• EXERCISE DIRECTIONS
Show every line of the records below that contains the string "utility", copying each line in full. Matching is case-sensitive.

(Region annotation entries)
-=-=-
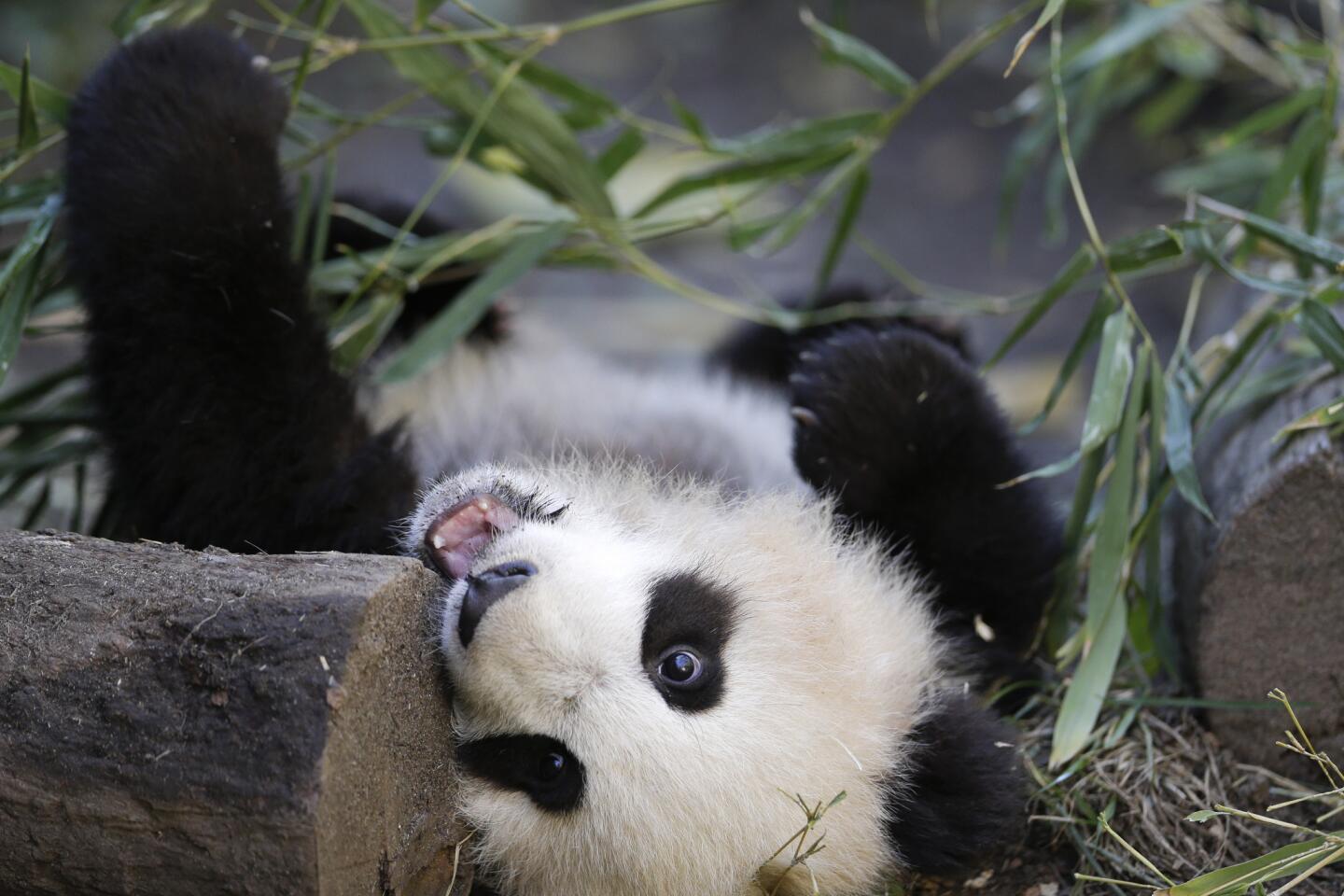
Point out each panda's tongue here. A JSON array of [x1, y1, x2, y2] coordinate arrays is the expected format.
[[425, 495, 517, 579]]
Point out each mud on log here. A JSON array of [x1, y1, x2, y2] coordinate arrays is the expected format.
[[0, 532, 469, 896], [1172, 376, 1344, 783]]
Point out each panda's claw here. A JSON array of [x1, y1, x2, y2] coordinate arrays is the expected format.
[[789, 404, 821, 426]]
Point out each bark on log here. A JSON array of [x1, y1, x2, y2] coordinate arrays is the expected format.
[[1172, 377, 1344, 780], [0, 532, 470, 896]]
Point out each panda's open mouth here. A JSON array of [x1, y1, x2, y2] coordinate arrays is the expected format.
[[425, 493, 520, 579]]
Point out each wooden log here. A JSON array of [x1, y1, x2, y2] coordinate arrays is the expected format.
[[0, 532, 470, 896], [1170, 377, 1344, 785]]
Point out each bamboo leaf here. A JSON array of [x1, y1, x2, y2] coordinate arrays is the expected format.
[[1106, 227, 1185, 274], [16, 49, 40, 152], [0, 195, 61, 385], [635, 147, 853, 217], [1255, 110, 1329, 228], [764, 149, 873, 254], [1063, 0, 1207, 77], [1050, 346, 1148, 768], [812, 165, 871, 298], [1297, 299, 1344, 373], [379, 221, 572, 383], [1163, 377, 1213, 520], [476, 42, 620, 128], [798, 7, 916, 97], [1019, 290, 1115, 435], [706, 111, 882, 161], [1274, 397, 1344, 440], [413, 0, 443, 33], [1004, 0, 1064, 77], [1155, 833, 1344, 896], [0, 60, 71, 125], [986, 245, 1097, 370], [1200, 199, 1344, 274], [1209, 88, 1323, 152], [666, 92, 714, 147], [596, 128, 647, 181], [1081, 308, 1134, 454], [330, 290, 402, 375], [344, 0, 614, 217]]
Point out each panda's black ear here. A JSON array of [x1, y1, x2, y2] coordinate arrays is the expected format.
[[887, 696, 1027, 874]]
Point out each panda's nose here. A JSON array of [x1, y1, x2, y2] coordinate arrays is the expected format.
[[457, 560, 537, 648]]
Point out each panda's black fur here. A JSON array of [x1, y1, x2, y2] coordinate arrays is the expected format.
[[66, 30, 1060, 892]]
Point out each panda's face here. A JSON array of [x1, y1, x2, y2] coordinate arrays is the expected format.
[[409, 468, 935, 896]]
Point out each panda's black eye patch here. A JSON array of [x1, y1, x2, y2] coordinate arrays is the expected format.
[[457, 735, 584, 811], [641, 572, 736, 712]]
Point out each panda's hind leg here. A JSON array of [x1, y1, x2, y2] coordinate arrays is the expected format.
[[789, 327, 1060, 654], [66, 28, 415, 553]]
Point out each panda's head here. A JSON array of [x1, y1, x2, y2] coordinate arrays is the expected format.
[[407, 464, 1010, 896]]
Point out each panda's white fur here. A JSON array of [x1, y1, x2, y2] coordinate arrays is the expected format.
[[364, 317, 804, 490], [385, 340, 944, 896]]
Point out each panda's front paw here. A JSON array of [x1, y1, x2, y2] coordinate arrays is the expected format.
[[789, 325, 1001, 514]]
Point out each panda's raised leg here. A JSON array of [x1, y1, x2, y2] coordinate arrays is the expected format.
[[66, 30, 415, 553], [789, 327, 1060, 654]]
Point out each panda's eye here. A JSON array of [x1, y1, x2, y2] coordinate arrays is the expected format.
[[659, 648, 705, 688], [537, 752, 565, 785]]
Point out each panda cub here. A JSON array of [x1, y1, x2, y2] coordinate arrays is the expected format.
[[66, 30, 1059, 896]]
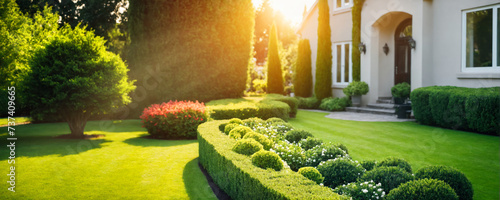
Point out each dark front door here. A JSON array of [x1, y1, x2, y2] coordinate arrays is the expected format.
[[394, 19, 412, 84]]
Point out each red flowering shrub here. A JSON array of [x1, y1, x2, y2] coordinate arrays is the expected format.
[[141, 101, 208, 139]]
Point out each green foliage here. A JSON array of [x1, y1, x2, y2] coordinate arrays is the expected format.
-=-=-
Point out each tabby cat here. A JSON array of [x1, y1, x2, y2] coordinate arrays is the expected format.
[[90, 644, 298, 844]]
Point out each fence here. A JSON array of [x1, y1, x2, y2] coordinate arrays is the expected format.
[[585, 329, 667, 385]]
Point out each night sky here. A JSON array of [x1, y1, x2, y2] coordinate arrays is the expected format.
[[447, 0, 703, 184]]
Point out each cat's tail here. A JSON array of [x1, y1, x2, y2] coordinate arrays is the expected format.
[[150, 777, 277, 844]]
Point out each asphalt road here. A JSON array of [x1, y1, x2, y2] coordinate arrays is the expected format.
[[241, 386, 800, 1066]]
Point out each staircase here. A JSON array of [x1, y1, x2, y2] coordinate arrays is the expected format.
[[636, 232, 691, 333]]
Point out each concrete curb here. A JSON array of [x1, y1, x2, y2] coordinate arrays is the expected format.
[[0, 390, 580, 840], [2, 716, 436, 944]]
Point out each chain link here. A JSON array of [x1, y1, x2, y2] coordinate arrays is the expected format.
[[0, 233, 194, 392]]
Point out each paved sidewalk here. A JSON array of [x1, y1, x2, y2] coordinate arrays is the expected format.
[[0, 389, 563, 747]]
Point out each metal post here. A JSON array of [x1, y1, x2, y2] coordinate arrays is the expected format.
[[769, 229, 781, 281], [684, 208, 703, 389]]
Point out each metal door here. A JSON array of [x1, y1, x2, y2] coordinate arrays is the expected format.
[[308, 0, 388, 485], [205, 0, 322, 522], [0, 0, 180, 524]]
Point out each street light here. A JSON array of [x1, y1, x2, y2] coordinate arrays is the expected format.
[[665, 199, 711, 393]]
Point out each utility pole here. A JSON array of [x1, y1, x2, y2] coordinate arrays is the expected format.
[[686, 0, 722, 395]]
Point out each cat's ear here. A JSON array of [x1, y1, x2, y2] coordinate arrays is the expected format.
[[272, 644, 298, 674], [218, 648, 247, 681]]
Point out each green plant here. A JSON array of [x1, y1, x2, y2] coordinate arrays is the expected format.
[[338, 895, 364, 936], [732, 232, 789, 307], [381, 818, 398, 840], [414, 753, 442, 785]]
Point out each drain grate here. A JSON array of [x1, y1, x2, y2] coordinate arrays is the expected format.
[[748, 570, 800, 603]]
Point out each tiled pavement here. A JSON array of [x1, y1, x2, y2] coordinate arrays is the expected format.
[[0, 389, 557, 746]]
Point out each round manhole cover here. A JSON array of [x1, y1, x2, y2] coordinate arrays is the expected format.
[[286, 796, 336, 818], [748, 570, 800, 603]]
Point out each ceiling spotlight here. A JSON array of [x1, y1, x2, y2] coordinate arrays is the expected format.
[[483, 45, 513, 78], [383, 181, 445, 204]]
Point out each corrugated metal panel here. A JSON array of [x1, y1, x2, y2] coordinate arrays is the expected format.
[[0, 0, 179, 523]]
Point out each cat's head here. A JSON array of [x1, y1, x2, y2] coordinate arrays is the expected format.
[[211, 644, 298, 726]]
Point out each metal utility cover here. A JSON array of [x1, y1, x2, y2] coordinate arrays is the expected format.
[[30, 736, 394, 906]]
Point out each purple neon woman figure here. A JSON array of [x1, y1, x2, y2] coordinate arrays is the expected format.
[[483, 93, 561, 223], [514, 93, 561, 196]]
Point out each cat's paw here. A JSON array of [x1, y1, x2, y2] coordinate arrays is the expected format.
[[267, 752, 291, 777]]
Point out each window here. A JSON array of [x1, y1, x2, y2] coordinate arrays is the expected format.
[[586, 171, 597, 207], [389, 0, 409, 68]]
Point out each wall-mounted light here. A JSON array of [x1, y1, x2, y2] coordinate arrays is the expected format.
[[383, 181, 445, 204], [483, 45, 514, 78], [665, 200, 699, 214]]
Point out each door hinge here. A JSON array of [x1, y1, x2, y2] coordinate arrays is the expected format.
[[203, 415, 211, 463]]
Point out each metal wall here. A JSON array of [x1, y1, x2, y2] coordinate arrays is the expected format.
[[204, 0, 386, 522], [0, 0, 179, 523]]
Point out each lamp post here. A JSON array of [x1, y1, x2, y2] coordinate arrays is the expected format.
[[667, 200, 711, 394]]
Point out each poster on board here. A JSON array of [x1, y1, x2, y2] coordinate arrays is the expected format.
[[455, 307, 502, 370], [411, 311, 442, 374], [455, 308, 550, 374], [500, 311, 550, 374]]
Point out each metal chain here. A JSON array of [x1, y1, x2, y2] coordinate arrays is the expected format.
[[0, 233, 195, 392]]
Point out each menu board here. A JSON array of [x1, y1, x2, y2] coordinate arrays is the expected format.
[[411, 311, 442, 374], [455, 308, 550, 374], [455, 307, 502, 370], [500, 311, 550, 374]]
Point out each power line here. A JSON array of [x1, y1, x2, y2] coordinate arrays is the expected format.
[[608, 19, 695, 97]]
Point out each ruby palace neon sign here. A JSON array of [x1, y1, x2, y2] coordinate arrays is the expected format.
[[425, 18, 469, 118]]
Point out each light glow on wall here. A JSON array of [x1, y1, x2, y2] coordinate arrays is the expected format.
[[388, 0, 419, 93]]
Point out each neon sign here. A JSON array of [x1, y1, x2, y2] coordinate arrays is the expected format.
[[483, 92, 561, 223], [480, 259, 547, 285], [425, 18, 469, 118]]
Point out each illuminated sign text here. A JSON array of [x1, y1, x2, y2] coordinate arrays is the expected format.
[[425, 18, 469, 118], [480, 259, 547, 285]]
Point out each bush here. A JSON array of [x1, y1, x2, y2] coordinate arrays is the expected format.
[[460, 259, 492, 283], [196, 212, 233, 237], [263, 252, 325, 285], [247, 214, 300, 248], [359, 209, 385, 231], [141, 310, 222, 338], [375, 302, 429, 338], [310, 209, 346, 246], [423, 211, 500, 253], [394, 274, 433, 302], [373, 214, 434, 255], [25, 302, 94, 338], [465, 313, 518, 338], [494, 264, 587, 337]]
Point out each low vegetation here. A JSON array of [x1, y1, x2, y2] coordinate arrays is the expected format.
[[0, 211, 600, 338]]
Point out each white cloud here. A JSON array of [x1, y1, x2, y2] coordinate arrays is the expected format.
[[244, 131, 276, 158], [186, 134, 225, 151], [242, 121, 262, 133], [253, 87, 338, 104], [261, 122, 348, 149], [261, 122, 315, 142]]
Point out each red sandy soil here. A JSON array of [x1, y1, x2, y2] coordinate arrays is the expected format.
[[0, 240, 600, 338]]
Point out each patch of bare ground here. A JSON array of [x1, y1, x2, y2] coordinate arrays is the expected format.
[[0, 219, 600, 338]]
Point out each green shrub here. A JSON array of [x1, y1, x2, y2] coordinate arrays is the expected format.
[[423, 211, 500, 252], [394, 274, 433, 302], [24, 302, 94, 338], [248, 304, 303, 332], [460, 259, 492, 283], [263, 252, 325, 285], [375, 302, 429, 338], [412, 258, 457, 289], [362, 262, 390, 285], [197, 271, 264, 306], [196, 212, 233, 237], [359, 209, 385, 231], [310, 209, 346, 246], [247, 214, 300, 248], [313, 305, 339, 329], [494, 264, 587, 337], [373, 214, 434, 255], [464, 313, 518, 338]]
-=-=-
• RESPONSE TO THIS EXERCISE
Point out each utility pole here. A JSON array of [x1, y1, x2, y2] coordinate arrays is the expected format.
Point out each metal utility cover here. A JSON array of [x1, y1, x2, y2] coordinate arrays is the expected format.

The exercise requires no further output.